* _Given entries_:
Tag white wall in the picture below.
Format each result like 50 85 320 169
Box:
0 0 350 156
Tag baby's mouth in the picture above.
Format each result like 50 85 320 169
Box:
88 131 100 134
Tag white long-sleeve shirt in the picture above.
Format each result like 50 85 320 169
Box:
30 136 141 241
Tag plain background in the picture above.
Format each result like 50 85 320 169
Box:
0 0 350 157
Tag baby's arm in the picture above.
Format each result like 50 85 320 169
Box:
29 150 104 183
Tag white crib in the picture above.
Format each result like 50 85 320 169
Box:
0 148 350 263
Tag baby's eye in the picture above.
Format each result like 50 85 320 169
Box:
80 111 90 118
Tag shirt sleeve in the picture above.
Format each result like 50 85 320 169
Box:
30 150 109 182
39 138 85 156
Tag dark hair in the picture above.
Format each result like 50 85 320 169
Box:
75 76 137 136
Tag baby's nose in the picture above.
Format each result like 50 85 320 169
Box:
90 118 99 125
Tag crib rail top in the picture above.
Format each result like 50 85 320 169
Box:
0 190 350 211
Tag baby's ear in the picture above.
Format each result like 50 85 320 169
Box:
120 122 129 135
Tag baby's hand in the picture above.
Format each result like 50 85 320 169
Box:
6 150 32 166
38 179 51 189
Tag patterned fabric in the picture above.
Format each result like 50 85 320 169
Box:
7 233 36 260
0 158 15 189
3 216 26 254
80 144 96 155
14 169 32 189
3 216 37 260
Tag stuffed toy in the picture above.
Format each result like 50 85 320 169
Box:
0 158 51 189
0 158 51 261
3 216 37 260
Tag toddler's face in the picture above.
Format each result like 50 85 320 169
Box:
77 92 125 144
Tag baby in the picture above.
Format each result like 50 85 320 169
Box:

* _Task objective_:
Turn every line of the entries above into a single numbered list, skipping any blank lines.

* _Result of the task_:
1. Tag white wall in the picture below.
2. Format each result like 50 85 320 169
3. Box:
4. 0 0 350 156
5. Tag baby's mouth in the picture above.
6. Format each result like 50 85 320 169
7. Box:
8. 88 131 100 134
9. Tag white long-sleeve shirt in the picture above.
10. Format each result like 50 85 320 169
11. Box:
12. 30 136 141 241
13. Tag plain background in the picture above.
14. Format each result like 50 85 320 169
15. Box:
16. 0 0 350 157
17. Tag baby's arm in the picture above.
18. Format each result like 50 85 320 169
19. Box:
20. 29 150 104 183
21. Tag white crib in the picture above.
22. Format each result like 50 85 320 169
23. Box:
24. 0 148 350 263
25. Tag baby's eye in the picture above.
26. Format each result like 50 85 320 169
27. Box:
28. 80 111 90 118
29. Tag shirt sleeve in the picture above.
30. Format each result like 50 85 320 169
31. Box:
32. 30 150 109 182
33. 39 138 85 156
34. Tag dark hair in the picture above.
35. Format each result like 50 85 320 169
36. Box:
37. 75 76 137 136
38. Tag baby's nose in the picture above.
39. Format each result like 50 85 320 169
40. Box:
41. 90 118 99 125
42. Tag crib rail top in the picture above.
43. Format each result like 50 85 320 169
44. Box:
45. 0 190 350 211
46. Tag baby's ear in the picture above.
47. Format each result like 50 85 320 169
48. Box:
49. 120 122 129 135
50. Tag baby's hand in the picture above.
51. Format each result like 50 85 320 169
52. Box:
53. 6 150 32 166
54. 38 179 51 189
55. Tag patterned fabric in the picture above.
56. Format each result like 50 85 320 169
57. Box:
58. 7 233 36 260
59. 0 158 15 189
60. 3 216 26 254
61. 80 144 96 155
62. 14 169 32 189
63. 3 216 37 260
64. Tag stuffed toy in the picture above.
65. Format each result like 50 85 320 169
66. Box:
67. 0 158 51 189
68. 0 158 51 261
69. 3 216 37 260
70. Tag toddler's face in the picture above.
71. Format each result like 50 85 320 169
72. Box:
73. 77 92 125 144
74. Tag baby in the picture above.
75. Format each result like 50 85 320 169
76. Box:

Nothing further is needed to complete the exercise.